Copy the material below, renaming every "Wildlife camera trigger" to "Trail camera capture" and keeping all other text unchanged.

++++ The records

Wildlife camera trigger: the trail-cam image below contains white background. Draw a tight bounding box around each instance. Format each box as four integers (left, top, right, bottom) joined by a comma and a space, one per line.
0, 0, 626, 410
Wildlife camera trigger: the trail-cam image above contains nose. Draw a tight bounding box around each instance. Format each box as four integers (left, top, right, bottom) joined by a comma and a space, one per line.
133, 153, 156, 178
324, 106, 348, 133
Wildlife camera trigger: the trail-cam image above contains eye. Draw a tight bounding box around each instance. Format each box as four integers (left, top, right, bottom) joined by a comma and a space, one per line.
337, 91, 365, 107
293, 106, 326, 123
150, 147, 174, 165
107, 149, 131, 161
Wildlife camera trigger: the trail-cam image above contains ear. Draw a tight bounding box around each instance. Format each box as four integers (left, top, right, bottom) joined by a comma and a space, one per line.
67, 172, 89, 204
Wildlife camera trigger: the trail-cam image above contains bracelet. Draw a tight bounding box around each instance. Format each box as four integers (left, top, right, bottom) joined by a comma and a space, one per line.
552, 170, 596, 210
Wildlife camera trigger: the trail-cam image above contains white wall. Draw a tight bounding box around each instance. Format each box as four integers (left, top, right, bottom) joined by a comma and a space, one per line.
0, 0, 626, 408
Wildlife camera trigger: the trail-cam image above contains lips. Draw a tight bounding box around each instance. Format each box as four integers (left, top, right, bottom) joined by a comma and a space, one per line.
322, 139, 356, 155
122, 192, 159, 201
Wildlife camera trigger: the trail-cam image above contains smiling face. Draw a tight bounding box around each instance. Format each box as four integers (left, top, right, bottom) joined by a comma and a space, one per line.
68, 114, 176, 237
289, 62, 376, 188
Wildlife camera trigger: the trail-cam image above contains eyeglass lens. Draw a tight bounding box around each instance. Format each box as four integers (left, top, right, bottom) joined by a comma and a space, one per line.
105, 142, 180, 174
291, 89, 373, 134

++++++++

» Task solution:
Trail camera capture: the trail-cam image below contains white background. Draw a tight bounding box around each instance. Format each box as four integers (left, top, right, bottom) joined by a comma and a space, one per line.
0, 0, 626, 410
Trail camera capture: the trail-cam image above contains nose. Draw a tight bounding box around each instance. Format each box as four integers (left, top, right, bottom) joined by a comma and a space, one per line.
133, 153, 156, 178
324, 106, 348, 133
Trail camera capture: the trail-cam image above contains eye. Draw a tight bounding box around each instance. Format each box as four integers (left, top, right, bottom) joined by a comma and a space, one per line.
337, 91, 365, 107
293, 106, 326, 123
150, 147, 174, 165
107, 149, 131, 161
Trail camera capture: the trail-cam image above contains ear. Draw a tight bounding box around each instance. Format each box as four integers (left, top, right, bottom) joined by a comma and a space, one per line.
67, 172, 89, 204
Trail camera capture: the trail-cam image above contains bracelet. Draw a tight bounding box around each instance. Format each box as four integers (left, top, right, bottom) joined by a comma and a space, one per line.
552, 170, 596, 210
Trail camera capture: the trail-cam image above contains white wall. Draw a tight bounding box around each instance. Format each box as four integers (left, top, right, bottom) joined by a comma and a space, one per line.
0, 0, 626, 408
Trail camera capture: the trail-cam image above contains lips. Draw a tight bounding box around each instance. Format each box as four integers (left, top, right, bottom) joined by a comma and a space, one per line.
322, 139, 356, 155
122, 192, 159, 201
Trail camera capture: the trail-cam image above contains smiling face. Draw a tight bounding box around each instance. Format each box as four integers (left, top, right, bottom) joined by a comma and a space, one per line.
68, 114, 176, 237
289, 62, 376, 188
Trail camera capture: the trail-cam image above contains eyeglass lens. Draw a tight bounding box around each instance. Format each box as four integers (left, top, right, bottom) joined by a comma and a space, one per line.
105, 142, 180, 174
291, 89, 373, 134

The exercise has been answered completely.